- Supplied entries
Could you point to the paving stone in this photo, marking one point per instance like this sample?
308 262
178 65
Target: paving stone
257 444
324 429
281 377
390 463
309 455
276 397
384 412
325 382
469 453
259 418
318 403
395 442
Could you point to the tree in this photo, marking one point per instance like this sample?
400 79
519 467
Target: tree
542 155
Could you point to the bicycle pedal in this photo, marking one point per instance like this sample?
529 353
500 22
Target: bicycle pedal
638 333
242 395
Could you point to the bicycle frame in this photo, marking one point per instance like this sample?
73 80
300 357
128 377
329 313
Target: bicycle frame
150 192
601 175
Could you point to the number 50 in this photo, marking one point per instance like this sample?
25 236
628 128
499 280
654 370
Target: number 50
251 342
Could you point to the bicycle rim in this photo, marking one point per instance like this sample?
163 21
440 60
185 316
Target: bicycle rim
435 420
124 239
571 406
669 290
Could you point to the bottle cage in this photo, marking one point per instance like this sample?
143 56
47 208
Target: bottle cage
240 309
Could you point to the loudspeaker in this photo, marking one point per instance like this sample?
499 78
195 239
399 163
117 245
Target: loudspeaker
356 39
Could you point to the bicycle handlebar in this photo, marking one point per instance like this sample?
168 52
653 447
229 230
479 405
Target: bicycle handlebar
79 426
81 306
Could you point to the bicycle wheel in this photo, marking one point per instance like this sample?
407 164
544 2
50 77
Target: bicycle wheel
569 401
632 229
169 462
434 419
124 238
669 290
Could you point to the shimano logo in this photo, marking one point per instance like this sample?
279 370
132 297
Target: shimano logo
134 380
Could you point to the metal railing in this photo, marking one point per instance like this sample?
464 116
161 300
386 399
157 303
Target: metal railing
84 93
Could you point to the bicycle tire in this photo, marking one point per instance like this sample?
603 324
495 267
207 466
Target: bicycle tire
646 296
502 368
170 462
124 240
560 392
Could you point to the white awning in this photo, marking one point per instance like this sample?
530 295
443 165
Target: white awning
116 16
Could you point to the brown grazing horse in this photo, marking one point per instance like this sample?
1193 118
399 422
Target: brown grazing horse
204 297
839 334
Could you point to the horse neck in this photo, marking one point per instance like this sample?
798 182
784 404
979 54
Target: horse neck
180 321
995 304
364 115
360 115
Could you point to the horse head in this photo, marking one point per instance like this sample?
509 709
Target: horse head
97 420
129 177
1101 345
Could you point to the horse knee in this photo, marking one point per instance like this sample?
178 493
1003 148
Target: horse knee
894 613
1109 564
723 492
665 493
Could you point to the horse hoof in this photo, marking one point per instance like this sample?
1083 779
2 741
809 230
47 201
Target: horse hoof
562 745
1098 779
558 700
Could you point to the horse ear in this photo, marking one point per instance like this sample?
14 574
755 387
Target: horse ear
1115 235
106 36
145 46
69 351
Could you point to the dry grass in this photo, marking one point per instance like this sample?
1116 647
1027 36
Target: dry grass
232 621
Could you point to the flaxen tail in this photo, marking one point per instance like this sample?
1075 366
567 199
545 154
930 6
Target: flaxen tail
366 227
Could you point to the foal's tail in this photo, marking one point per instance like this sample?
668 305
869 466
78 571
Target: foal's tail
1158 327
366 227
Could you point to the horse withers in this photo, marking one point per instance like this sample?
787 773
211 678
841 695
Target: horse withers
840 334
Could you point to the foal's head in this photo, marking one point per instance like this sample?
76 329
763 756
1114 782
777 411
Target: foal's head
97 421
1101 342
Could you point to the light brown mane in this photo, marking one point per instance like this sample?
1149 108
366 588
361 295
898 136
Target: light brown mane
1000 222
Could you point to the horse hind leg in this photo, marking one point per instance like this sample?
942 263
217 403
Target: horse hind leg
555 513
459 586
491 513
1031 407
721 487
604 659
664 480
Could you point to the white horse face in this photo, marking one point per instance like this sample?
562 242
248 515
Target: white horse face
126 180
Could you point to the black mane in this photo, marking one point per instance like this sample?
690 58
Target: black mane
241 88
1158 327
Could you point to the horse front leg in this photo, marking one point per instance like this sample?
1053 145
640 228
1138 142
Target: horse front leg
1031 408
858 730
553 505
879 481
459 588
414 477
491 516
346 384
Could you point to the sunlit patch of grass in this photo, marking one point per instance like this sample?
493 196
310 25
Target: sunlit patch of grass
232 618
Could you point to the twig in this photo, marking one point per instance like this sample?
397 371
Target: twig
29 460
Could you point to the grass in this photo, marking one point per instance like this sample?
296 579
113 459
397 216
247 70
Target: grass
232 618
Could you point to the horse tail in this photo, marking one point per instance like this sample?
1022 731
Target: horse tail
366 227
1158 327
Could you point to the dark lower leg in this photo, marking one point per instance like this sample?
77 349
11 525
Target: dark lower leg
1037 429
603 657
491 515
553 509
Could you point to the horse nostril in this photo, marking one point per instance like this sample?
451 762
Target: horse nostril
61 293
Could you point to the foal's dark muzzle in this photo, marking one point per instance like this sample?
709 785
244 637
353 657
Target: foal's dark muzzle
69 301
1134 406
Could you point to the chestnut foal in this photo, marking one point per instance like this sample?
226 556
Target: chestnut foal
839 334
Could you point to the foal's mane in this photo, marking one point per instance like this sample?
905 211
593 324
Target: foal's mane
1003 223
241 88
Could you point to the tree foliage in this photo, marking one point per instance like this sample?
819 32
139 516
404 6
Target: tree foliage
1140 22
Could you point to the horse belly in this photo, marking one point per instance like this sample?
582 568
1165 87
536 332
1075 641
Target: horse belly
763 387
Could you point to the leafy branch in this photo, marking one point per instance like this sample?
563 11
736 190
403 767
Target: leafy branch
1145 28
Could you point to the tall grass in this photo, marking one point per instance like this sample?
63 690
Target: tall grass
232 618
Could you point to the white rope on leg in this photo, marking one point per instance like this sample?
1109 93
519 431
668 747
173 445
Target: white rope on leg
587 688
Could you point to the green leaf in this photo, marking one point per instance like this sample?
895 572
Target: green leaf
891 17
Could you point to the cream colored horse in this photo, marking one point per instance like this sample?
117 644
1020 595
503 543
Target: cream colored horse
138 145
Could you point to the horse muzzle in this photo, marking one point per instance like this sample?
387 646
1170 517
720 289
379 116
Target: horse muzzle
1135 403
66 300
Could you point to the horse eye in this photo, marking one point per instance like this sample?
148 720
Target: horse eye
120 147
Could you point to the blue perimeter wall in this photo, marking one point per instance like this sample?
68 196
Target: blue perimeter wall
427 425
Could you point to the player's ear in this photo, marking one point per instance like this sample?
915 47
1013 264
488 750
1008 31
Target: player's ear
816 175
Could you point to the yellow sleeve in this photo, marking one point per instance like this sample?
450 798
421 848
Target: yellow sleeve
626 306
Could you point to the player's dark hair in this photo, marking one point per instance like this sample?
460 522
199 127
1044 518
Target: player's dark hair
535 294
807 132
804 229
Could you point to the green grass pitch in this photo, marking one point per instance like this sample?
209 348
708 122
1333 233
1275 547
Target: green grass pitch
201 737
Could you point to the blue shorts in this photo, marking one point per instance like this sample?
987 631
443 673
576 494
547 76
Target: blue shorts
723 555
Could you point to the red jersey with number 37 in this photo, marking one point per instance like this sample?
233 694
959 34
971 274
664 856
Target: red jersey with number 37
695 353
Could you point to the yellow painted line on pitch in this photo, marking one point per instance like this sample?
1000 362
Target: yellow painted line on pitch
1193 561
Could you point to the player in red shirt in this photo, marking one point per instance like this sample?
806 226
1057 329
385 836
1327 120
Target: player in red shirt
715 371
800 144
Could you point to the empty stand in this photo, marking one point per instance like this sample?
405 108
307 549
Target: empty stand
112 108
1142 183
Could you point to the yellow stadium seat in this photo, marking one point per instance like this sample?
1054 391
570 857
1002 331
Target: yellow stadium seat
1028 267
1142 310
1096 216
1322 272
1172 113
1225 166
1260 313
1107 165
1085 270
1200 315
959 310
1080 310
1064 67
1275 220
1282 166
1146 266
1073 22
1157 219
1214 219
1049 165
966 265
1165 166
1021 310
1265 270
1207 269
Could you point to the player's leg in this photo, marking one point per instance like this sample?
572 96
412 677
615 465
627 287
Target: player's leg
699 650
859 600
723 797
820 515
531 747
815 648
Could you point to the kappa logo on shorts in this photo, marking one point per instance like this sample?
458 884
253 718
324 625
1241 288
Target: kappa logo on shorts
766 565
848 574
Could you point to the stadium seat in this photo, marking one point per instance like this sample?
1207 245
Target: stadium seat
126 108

- What you will do
Locate the line that contains "Could you point to the blue shorts", then please quote it and every line after it to the end of the entries above, exactly and with nothing else.

- Result for this task
Could you point to the blue shorts in this photo, marking one point per instance like this sample?
987 631
443 673
576 494
547 76
Target: blue shorts
723 555
Could you point to the red jersey with number 37 in this photo, marking one point per instance like this sample?
233 694
959 34
971 274
664 856
Target: red jersey with number 37
695 353
Could you point to the yellow painted line on pitch in this photo, marking one point per instance like this sample?
1000 362
Target: yellow painted line on pitch
1193 561
Could you point to the player in red shirt in this photo, marking one point per instance like this sample?
806 226
1057 329
385 836
1327 120
Target: player in red shirt
715 371
800 144
Could you point to the empty stand in this photo, marking one point per instance like this sample?
405 108
307 549
Target: empty stand
112 108
1142 183
Could you point to the yellow stadium seat in this photo, marking one point per instance like this sample?
1054 391
570 857
1002 331
Target: yellow stadium seat
1028 267
1142 310
1096 216
1322 272
1172 113
1225 166
1260 313
1107 165
1085 270
1200 315
959 310
1080 310
1064 67
1275 220
1282 166
1146 266
1073 22
1157 219
1214 219
1049 165
966 265
1165 166
1021 310
1265 270
1207 269
Could you point to the player's leg in this photo, marking one point per instance like this sample?
572 96
412 677
615 465
627 287
Target: player's leg
699 650
859 600
723 797
820 515
531 747
815 648
Could you point to the kappa logo on shorts in this photo, marking one point per instance like this sample?
458 884
253 718
324 625
1241 288
Target: kappa logo on shorts
766 565
848 574
Could you point to the stadium seat in this photo, marking one point per instance like this sample?
1207 245
Target: stadium seat
126 108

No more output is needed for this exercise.